His peace is the foundation on which all other peace must be based. For man was separated from God at the fall. Until God and man are brought together, man can never hope to properly relate to his fellow man. “For God was pleased to have all his fullness dwell in [Christ], and through him to reconcile all things to himself, whether things on earth or things in heaven, by making peace through his blood shed on the cross” (Col. 1:19,20).

The world couldn’t offer this peace. Even if everyone brought all their treasures, if all labored to one end, if every man offered his firstborn in sacrifice, all for the sake of just one person, it would not be enough to bring one man to peace with God. It would not be enough. But Jesus Himself is our peace. At the celebration of the Passover, the refrain is said over and over again, “Dayenu… dayenu…” it would have been enough. And it is enough, for Christ our Passover is sacrificed for us! (Therefore let us keep the feast. Alleluia!) “For no matter how many promises God has made, they are ‘Yes’ in Christ. And so through him the ‘Amen’ is spoken by us to the glory of God” (2 Cor. 1:20).
= = = = = = =
Assignment: Please write out the passage on peace with God, everything from "The world couldn’t" down to "(2 Cor. 1:20).".
= = = = = = =
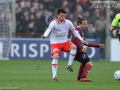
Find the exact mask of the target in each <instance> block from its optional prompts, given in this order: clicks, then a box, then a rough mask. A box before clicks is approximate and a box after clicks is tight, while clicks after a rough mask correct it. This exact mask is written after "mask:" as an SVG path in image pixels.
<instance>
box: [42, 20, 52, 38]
mask: <svg viewBox="0 0 120 90" xmlns="http://www.w3.org/2000/svg"><path fill="white" fill-rule="evenodd" d="M53 28H54V22H53V21H52V22H51V23H50V25H49V26H48V28H47V30H46V31H45V33H44V36H45V37H47V36H48V35H49V33H50V32H51V30H52V29H53Z"/></svg>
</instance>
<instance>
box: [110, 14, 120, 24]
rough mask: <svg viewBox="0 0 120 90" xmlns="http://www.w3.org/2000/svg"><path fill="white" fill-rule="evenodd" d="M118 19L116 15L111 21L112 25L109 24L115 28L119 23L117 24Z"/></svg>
= = = = = = =
Reply to the task:
The world couldn’t offer this peace. Even if everyone brought all their treasures, if all labored to one end, if every man offered his firstborn in sacrifice, all for the sake of just one person, it would not be enough to bring one man to peace with God. It would not be enough. But Jesus Himself is our peace. At the celebration of the Passover, the refrain is said over and over again, “Dayenu… dayenu…” it would have been enough. And it is enough, for Christ our Passover is sacrificed for us! (Therefore let us keep the feast. Alleluia!) “For no matter how many promises God has made, they are ‘Yes’ in Christ. And so through him the ‘Amen’ is spoken by us to the glory of God” (2 Cor. 1:20).